------ Dataset records
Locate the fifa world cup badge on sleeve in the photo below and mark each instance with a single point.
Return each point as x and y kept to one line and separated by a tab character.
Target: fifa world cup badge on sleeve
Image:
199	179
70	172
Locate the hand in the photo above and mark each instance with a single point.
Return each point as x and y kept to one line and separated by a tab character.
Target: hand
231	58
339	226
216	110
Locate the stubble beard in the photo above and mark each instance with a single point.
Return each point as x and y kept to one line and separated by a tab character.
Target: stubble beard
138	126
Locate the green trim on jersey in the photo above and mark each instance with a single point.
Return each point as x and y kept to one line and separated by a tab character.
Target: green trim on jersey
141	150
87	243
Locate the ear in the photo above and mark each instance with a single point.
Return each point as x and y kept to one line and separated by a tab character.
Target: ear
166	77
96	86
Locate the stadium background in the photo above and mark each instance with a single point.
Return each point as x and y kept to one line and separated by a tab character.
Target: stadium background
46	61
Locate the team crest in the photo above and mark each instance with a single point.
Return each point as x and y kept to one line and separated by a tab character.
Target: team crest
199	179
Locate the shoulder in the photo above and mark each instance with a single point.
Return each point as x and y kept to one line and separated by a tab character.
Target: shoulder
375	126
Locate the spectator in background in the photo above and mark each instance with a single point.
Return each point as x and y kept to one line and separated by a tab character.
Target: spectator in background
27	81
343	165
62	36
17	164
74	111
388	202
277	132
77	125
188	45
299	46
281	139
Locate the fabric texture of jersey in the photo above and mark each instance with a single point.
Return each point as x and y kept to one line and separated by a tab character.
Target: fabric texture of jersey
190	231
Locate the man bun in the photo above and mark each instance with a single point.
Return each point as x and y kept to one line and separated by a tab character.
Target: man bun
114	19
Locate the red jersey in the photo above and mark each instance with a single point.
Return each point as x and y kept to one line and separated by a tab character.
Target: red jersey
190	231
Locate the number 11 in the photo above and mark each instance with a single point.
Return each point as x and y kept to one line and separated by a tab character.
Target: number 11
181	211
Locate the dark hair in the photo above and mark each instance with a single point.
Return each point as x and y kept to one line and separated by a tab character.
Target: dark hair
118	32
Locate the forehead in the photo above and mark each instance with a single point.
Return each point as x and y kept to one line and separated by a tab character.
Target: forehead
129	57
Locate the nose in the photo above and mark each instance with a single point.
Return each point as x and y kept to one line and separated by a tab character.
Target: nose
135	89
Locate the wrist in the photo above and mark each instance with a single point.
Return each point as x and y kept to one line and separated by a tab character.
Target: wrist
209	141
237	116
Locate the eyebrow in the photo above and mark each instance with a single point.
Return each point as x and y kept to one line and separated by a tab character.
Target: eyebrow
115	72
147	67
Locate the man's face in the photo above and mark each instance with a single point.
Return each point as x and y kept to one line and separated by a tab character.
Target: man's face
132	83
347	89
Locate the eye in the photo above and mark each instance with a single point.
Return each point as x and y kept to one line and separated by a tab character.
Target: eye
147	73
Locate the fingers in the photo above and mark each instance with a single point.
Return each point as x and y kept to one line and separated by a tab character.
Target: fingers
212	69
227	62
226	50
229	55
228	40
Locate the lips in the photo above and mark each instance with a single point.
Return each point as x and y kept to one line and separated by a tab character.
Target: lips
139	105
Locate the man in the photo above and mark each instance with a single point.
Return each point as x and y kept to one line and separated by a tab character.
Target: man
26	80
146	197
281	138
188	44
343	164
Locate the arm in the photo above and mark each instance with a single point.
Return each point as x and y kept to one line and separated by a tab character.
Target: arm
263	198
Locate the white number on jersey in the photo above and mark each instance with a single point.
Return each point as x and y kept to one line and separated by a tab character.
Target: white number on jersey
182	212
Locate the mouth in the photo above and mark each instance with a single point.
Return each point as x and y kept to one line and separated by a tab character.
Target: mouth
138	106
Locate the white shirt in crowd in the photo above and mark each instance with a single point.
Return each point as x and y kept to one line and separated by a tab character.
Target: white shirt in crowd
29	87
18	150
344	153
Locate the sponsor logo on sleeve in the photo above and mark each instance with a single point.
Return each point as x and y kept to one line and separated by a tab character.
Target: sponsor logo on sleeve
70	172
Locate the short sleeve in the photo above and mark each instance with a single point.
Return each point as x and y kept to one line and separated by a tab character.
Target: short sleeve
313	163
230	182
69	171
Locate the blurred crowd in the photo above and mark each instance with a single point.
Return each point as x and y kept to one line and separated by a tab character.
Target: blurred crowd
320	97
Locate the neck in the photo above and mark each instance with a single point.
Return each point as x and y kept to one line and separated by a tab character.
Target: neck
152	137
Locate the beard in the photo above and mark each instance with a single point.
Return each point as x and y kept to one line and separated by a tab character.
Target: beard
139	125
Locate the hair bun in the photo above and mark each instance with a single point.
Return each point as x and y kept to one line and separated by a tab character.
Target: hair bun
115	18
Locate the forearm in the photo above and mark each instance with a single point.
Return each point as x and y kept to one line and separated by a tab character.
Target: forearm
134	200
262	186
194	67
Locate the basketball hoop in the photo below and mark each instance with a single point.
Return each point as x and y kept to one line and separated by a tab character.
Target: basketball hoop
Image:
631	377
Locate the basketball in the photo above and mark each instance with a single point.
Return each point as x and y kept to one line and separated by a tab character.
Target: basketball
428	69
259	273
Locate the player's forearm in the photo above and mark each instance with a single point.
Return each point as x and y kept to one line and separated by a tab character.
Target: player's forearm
------------
What is required:
Only lines containing the word "world" should appear in the answer, and every such line from the records above must be there.

Task response:
Locate the fifa world cup badge on sleeve in the photo below and mark each instance with a single point.
Target: fifa world cup badge on sleeve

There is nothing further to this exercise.